_Document passage_.
Speaking as someone who expects to do rather a lot of integration work with the new syntax on existing projects, I’m not eager to see more features and syntactic forms added to this space. I haven’t even gotten to try it out on real codebases yet, nor have most other users. I think working off of practical experiences, e.g. “I had to add this workaround dozens of times”, is a much more productive way to drive a conversation about further enhancing lazy imports.

11 Likes

Then let’s wait until lazy imports have seen some real-life usage, and address the problems that we discover from experience are causing issues for users. At the moment, all we have is theory and speculation, and that’s not a good enough basis to introduce a language feature.

People were complaining that PEP 810 was rushed. A new PEP proposing fixes/enhancements for a language feature that hasn’t even been released yet seems even more rushed, IMO.

9 Likes

Thanks. The idea of embedding a wrapper module is great, as it offers the main benefits of a wrapper module without having to maintain a separate file just for a few lines of boilerplate.

The problem with your specific syntax of a generic lazy block though is that the compiler would have no reliable way to tell which names in the block are to be made lazy objects, since any statement, not just an import statement, is valid there.

The benefit of a dedicated syntax is that it would gain support from static code analyzers, which for example can more easily identify an alternative module and offer appropriate type checks based on the alternative.

But yes, you’re right that this can be done with a custom meta path finder.

Together with the idea of an embedded module inspired by @Nineteendo’s suggestion, I’ve written a proof of concept, EmbeddedModule, a marker class with the following usage:

class any_re(EmbeddedModule): # creates any_re as an "embedded module"

_Entries supplied_.

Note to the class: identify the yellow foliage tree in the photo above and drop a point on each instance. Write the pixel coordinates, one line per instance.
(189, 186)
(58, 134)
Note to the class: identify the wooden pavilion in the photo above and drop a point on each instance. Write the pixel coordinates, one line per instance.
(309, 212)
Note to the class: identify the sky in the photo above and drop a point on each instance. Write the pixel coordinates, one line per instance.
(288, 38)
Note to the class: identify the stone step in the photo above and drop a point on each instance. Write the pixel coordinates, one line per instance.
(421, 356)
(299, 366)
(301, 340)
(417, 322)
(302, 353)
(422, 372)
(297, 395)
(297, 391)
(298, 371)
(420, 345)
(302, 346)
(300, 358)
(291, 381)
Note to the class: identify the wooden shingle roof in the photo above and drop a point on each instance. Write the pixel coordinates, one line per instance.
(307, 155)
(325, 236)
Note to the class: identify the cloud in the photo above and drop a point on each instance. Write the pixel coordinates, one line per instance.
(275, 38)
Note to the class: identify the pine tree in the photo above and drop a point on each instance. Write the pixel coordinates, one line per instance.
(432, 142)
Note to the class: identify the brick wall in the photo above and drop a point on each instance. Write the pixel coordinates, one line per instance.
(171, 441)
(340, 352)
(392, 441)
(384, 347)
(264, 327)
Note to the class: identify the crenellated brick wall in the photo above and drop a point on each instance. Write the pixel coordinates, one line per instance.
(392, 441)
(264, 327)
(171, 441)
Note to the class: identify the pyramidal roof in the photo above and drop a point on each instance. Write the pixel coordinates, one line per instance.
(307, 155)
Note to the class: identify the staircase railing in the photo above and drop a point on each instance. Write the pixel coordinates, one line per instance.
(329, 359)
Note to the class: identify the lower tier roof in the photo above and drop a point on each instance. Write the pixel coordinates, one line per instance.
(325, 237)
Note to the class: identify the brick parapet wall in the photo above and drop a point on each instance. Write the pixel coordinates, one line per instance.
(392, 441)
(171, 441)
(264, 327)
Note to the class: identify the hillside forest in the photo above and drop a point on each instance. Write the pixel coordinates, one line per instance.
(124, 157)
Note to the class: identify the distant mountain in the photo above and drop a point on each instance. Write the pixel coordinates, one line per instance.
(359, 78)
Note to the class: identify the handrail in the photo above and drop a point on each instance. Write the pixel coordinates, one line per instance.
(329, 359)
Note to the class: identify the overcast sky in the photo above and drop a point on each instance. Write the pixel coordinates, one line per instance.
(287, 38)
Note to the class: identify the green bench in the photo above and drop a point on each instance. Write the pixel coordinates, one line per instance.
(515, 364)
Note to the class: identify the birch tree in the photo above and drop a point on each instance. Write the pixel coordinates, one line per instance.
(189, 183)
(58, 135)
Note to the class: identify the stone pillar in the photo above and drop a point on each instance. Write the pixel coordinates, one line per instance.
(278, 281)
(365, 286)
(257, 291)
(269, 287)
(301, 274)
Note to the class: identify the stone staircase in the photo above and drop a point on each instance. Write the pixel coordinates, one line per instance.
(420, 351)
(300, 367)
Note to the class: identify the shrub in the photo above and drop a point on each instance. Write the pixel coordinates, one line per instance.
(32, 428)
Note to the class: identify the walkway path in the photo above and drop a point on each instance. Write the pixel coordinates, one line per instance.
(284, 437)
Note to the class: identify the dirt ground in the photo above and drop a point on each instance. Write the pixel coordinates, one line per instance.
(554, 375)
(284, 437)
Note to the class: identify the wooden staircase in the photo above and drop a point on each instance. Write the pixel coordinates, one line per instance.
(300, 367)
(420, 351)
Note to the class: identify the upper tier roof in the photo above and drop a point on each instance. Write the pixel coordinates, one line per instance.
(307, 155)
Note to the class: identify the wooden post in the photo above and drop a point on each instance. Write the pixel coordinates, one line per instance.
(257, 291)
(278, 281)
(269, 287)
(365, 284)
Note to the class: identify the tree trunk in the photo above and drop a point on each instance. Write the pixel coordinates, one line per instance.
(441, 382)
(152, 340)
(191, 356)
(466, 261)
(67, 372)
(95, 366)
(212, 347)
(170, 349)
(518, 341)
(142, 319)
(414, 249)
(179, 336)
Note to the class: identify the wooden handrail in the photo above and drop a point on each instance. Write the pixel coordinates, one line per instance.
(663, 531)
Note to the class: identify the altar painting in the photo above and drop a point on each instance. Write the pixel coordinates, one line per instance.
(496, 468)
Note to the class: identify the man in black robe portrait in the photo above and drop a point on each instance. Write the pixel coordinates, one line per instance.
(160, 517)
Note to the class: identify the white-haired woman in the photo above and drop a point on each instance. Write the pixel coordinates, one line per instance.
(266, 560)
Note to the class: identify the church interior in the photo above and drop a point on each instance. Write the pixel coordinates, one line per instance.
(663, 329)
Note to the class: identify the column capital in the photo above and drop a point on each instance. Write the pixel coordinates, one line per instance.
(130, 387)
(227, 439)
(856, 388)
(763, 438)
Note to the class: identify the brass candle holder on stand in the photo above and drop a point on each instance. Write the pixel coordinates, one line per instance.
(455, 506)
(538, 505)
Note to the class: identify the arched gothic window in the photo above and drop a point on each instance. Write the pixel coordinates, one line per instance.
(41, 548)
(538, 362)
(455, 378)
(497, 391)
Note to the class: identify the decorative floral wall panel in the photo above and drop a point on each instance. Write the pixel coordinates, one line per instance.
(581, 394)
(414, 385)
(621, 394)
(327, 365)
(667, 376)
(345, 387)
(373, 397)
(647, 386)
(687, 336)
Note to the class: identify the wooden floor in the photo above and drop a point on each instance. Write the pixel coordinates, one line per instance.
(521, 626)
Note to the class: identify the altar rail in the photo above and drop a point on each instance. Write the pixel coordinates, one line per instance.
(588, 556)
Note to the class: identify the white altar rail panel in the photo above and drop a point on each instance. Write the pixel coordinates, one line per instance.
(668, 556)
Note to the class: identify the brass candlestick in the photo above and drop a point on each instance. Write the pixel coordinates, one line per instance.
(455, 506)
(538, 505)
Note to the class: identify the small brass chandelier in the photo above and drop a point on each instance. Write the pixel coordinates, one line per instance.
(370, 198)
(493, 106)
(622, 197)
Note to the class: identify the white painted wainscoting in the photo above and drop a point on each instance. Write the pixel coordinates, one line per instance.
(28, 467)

_Written task 1_.
Do these statements agree with the thread on lazy imports? Answer yes or no for each, quoting the deciding words.
(a) One poster has already tried the new syntax on real codebases.
(b) One reply calls a new PEP that fixes a feature not yet released even more rushed.
(c) With a generic lazy block, the compiler could reliably tell which names to make lazy.
_Written task 2_. Reproduce everything in the thread on lazy imports from "The problem with" down to "on the alternative.".
The records are separate material, apart from the thread on lazy imports.

_Worked answer 1_.
(a) No: "I haven’t even gotten to try it out on real codebases yet"
(b) Yes: "A new PEP proposing fixes/enhancements for a language feature that hasn’t even been released yet seems even more rushed, IMO."
(c) No: "the compiler would have no reliable way to tell which names in the block are to be made lazy objects"

_Worked answer 2_.
The problem with your specific syntax of a generic lazy block though is that the compiler would have no reliable way to tell which names in the block are to be made lazy objects, since any statement, not just an import statement, is valid there.

The benefit of a dedicated syntax is that it would gain support from static code analyzers, which for example can more easily identify an alternative module and offer appropriate type checks based on the alternative.